HOW TO COMPLETE THIS TASK> Nothing but the lines from the one with "Would you be able to indicate the apron" through the last line of the data should be restated, each word for word.

INPUT DATA>
== Segment start ==

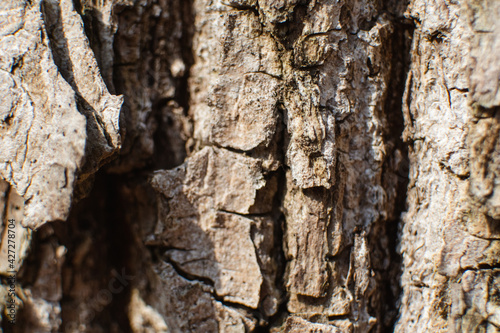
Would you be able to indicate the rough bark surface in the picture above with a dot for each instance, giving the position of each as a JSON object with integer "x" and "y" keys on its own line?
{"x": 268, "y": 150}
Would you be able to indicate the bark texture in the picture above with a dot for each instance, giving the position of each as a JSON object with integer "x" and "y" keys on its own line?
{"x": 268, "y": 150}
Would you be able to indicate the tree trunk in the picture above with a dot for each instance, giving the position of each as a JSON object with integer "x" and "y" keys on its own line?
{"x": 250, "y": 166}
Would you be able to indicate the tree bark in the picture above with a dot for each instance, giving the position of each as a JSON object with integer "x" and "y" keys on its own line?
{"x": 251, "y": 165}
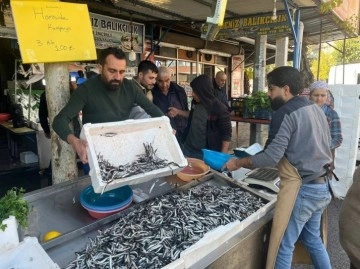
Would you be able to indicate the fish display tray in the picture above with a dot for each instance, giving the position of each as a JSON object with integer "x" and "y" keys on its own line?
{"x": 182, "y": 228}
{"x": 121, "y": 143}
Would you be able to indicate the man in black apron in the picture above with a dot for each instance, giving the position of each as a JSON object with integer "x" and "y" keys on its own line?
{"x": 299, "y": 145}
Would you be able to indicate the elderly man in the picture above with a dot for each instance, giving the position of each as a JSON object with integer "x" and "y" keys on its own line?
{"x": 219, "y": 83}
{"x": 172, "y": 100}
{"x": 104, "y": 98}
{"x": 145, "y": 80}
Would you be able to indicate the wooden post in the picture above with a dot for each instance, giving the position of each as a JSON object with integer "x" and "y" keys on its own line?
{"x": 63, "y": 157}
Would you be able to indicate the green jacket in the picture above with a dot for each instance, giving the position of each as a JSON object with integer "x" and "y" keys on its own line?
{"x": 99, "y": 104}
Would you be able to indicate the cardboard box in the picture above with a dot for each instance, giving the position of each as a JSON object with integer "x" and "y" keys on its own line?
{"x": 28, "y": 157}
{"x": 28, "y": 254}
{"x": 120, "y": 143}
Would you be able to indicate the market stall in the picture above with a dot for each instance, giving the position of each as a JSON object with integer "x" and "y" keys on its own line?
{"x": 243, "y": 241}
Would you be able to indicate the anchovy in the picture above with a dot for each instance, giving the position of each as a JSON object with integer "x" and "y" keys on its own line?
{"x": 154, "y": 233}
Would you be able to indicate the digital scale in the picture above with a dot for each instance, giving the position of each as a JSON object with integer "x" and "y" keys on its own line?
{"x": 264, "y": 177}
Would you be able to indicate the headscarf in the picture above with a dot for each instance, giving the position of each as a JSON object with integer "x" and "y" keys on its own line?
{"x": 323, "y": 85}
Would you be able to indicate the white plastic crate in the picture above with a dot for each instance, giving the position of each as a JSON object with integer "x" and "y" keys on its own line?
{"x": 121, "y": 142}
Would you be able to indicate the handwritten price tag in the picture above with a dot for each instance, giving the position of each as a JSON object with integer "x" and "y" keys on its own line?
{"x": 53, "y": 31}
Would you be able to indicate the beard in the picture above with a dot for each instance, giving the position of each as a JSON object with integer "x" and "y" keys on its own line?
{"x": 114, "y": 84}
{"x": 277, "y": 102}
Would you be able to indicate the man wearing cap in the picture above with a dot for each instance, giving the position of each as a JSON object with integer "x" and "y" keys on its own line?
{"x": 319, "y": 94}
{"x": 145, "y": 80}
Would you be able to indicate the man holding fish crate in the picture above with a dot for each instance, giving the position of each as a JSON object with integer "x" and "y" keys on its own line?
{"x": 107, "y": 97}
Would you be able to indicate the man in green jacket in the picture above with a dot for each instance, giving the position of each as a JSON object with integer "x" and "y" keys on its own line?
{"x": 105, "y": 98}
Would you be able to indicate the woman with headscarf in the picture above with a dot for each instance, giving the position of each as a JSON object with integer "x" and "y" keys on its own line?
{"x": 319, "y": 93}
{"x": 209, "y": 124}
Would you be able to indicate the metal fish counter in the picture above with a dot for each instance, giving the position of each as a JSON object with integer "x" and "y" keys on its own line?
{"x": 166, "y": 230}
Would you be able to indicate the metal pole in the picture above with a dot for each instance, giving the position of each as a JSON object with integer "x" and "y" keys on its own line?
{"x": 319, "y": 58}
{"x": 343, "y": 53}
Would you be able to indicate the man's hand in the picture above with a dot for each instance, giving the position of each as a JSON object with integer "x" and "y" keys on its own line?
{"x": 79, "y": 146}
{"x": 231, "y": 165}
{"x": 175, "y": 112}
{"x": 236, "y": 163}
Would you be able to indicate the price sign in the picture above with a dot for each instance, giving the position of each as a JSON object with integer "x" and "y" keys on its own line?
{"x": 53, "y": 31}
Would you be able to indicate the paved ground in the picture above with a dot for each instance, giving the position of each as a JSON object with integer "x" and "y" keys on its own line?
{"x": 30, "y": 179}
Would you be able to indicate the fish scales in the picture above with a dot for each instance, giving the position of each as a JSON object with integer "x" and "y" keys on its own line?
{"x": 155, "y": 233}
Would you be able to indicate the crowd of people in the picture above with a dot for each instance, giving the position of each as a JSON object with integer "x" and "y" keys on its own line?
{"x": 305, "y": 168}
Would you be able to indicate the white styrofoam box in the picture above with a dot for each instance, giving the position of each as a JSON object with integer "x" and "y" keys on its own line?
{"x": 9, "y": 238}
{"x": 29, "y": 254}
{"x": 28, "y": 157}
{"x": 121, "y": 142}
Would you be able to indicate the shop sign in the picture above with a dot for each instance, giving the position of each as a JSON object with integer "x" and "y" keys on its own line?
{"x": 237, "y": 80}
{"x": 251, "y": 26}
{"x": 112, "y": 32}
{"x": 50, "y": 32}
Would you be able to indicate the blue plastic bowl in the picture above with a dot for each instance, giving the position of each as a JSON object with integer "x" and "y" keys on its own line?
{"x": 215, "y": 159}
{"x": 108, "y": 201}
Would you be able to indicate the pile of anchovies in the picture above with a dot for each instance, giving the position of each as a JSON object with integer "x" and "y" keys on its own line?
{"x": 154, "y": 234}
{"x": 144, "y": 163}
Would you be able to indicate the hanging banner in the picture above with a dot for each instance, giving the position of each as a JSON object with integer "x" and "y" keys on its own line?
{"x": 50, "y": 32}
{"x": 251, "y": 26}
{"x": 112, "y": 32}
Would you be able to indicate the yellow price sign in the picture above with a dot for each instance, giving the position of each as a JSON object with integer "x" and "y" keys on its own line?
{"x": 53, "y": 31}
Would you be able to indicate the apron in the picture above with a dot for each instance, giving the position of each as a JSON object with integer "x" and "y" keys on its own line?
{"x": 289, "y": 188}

== Segment end ==

RESPONSE AREA>
Would you be able to indicate the apron in the picture above with a dot for each instance, giving the position of each as a JSON object with integer "x" and "y" keys on its own line?
{"x": 289, "y": 188}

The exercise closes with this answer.